## EXERCISE INSTRUCTIONS
Take the line that contains "Mark a dot on every instance of the blue" as the first line and the last line of the material below as the final one; reproduce exactly the lines between, inclusive.

## MATERIAL SUPPLIED
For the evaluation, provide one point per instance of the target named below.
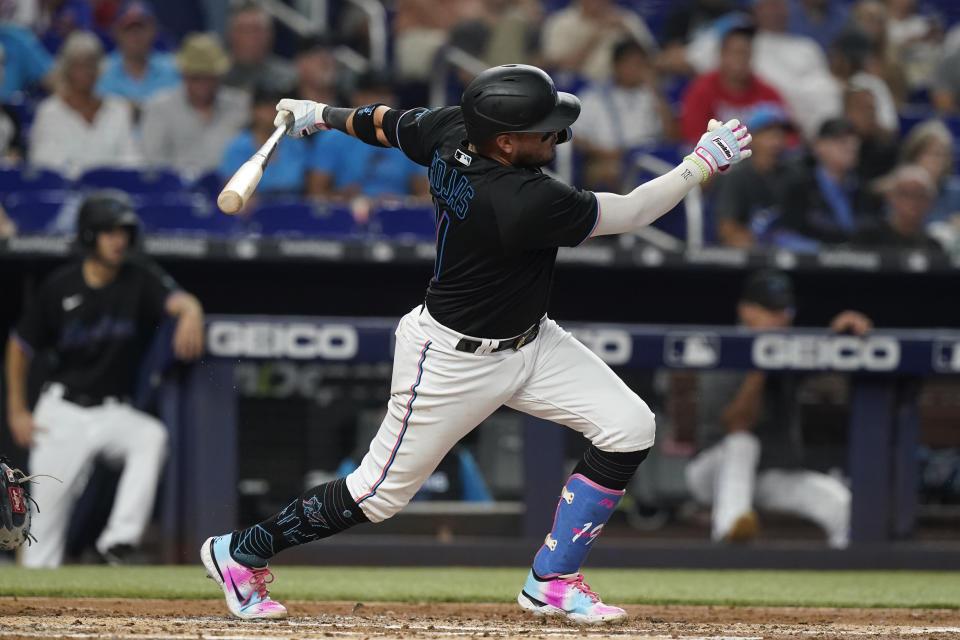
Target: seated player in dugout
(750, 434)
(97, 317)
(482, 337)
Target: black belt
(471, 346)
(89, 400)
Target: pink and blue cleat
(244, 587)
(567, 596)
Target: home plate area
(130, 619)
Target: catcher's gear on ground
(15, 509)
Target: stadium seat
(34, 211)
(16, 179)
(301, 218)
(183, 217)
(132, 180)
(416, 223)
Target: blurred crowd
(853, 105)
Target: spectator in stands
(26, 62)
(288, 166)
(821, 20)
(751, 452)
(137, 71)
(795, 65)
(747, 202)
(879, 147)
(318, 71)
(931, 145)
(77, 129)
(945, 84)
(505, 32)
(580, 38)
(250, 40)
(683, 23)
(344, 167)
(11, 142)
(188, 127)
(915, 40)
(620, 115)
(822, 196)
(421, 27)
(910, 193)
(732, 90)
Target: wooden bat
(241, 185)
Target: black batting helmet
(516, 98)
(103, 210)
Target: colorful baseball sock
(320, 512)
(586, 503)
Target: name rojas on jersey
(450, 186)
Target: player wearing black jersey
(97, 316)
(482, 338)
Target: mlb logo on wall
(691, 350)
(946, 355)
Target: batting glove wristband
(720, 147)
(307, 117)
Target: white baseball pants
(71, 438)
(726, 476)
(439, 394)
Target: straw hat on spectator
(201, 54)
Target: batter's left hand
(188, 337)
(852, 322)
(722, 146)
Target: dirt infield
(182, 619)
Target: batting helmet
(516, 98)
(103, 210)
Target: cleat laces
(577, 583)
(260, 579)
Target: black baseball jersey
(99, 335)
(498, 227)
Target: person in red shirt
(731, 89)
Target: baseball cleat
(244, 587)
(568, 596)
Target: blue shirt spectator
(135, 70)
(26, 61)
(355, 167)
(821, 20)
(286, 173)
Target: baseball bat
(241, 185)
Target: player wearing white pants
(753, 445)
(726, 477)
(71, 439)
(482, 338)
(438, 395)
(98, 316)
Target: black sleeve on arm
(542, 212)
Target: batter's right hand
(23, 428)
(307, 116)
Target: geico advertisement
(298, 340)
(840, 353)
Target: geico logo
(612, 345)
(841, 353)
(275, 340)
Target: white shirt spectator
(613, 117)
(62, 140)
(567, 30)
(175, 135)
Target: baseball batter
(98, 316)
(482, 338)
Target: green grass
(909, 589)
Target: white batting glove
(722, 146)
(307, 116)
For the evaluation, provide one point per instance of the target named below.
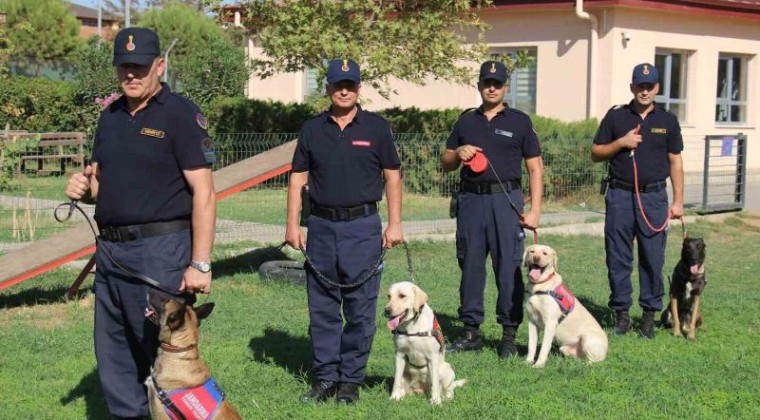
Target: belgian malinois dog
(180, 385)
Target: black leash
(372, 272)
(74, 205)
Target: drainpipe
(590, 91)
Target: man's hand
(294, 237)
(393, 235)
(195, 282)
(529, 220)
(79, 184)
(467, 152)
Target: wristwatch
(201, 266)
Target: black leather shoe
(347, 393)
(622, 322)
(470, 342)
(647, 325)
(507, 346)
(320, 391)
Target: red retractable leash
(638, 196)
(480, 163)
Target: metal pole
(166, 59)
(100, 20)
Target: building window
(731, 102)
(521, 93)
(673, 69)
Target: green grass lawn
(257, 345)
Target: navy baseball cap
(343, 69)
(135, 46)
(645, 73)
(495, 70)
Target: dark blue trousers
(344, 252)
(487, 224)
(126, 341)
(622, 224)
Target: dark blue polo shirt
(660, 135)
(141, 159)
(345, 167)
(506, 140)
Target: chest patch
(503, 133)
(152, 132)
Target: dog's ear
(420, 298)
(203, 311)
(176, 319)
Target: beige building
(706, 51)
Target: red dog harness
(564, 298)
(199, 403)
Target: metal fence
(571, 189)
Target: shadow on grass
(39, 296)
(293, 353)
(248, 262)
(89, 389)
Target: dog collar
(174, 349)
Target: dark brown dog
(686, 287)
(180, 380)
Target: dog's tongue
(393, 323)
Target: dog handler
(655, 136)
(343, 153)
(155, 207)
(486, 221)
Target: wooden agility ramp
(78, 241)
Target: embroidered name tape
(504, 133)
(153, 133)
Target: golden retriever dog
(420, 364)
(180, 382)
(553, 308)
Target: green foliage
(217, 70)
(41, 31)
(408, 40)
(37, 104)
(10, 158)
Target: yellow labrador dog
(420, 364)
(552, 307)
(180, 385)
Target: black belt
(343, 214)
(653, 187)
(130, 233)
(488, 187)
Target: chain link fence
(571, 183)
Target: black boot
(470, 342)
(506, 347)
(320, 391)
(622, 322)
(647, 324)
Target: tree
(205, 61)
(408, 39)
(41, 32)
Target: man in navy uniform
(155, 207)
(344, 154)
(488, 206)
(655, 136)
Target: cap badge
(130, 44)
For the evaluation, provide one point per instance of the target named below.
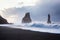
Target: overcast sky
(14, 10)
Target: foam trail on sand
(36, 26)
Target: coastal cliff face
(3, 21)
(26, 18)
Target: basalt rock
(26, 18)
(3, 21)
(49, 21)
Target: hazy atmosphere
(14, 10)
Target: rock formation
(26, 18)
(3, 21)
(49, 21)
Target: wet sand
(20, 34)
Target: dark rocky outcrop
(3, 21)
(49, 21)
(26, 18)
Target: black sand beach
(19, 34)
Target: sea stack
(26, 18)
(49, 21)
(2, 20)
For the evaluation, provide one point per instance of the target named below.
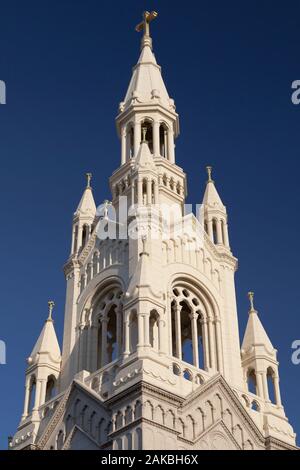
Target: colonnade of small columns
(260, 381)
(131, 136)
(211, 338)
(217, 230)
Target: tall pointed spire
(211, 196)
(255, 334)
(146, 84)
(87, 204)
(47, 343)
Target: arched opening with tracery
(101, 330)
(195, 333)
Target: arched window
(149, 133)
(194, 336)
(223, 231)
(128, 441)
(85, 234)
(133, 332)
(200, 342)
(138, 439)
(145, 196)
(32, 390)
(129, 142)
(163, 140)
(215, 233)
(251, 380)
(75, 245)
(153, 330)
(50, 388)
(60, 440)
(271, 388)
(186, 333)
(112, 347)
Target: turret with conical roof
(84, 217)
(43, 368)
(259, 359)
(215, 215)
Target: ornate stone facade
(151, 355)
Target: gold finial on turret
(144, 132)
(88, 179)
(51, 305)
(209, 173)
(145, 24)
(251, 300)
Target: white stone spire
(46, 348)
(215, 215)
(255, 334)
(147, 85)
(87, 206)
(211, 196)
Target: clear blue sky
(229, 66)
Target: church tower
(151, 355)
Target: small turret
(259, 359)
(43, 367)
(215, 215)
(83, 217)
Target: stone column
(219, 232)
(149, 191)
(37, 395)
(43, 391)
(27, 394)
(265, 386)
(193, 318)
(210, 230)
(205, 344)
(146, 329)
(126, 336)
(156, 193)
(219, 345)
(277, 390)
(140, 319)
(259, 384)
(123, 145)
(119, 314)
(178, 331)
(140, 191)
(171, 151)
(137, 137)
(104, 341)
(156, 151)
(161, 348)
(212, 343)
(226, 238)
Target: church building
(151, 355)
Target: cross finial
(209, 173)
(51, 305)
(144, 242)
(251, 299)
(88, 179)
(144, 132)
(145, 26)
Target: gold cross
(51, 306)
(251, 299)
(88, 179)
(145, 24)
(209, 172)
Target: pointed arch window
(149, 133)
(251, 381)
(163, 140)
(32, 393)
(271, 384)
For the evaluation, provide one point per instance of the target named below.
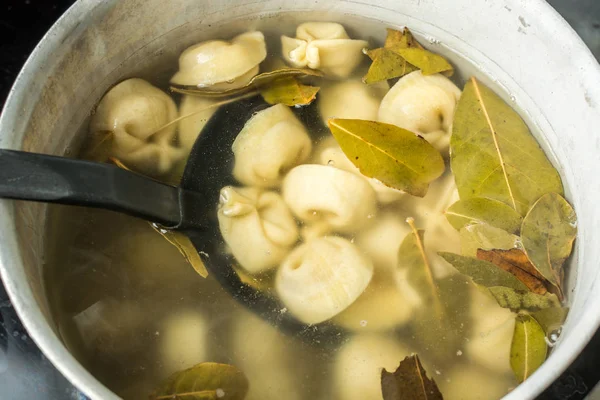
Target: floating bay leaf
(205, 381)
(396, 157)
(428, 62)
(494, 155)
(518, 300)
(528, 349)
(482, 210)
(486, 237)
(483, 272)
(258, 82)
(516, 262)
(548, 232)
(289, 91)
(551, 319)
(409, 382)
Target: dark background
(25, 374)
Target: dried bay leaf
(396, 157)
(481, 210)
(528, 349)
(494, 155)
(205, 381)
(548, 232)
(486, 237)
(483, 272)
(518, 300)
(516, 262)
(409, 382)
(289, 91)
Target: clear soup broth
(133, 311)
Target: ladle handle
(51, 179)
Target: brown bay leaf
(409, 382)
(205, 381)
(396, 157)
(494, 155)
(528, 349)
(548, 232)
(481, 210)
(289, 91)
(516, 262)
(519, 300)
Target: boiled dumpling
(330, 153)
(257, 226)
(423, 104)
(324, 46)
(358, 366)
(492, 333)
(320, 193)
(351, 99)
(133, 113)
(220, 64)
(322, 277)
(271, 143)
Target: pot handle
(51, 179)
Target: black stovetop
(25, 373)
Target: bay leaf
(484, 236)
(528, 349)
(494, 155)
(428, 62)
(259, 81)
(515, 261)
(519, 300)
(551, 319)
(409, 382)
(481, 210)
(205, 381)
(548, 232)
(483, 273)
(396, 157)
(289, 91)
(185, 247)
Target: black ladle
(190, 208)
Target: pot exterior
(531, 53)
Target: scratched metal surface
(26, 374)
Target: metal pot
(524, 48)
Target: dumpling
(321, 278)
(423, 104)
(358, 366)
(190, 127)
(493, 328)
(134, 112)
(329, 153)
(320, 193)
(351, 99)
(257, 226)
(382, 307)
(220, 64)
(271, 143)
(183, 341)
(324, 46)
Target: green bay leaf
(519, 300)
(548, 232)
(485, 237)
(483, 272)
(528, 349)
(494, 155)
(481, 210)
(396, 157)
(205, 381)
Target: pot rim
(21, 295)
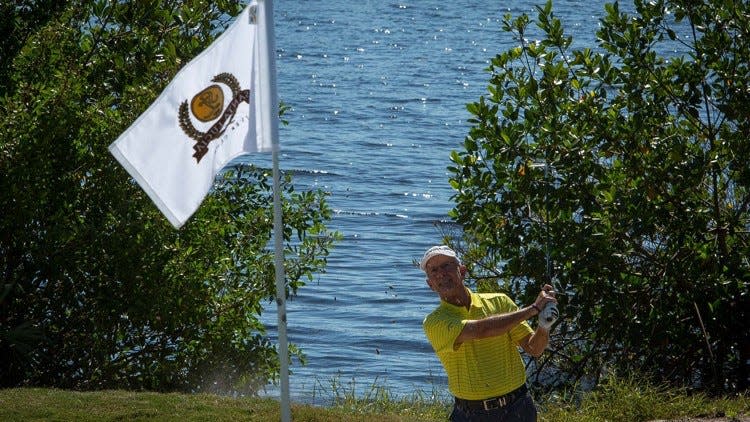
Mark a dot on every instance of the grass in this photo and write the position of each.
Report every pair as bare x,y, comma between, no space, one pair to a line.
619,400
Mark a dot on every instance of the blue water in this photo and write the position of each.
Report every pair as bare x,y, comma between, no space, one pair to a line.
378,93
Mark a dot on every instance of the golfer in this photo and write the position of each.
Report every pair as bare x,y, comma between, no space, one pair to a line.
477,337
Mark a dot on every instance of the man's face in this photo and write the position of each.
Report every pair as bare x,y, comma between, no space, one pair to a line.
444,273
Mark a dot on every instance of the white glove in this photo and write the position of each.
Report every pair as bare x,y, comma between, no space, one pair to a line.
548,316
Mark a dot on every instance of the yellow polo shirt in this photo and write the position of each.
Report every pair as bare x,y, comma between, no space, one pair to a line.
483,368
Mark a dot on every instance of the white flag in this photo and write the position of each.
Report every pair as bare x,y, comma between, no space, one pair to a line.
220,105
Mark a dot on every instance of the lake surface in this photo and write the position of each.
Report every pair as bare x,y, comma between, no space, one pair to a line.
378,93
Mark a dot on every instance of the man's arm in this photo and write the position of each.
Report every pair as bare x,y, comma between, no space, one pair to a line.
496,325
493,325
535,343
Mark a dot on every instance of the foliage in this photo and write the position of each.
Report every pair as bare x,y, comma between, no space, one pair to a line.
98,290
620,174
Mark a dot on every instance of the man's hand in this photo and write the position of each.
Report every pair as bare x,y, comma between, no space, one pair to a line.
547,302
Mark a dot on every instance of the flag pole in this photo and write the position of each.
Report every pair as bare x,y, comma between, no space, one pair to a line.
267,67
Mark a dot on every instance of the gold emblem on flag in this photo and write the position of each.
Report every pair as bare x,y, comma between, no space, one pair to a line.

## RESULT
Mark a dot on every instance of the blue water in this photo and write the position of each.
Report every pair as bare x,y, comma between, no space, one pair to a line.
378,93
Mark a dot on every instance of the golfer in this photo and write the position of each.
Report every pair as bare x,y, comma between, no space, one pair to a line.
477,337
Mark a dot on every instance of the man's face in this photo and write the position of each.
Report every pair as bare x,y, comma between, no space, one pair to a line.
444,273
Mark a dot on every instance of the white glove in this photo and write the position of each.
Report every pair as bare x,y, comma between, no space, one pair to a line.
548,316
Mark a dot on every instance of the yellow polo shirt in this photo and write the position of each.
Report every pair as bare x,y, comma between, no space, one pair to a line.
483,368
Mark a dot on every instance of the white flag in this photo and write the position of each.
Report every pair as bare x,y, comma between, no space, one pair to a line.
220,105
Mark a dot on every instance of the lake surface in this photo and write the position of each.
Report every pair as bare x,y, comma between, no space, one pair to a line.
378,93
Mark a dot on every instance of the man's arm in this photo and write the position of each.
Report every pair as bare x,y, comma between, no space, one pair to a line.
496,325
493,325
535,343
Mark a dot on every instance of the foliage in this photo and write the position of each.
Report every pair as bare x,y, comma between, no space, one pair to a line.
98,290
620,174
Mark a dot on every instance of the man's hand in this photo and write the position of each.
Report every pair as bare x,y, comma between, no space, one pair to a line.
547,302
Mark a dot on every instance of the flag pole in this photo and write the position of each.
Report every pair as bare x,y, comma between, no space, one pair to a line.
267,67
Mark a dot on every instance of the gold emblem on flag in this photo and write the position of each.
Report every pair as bare x,y, comma between, no space, one pair to a line.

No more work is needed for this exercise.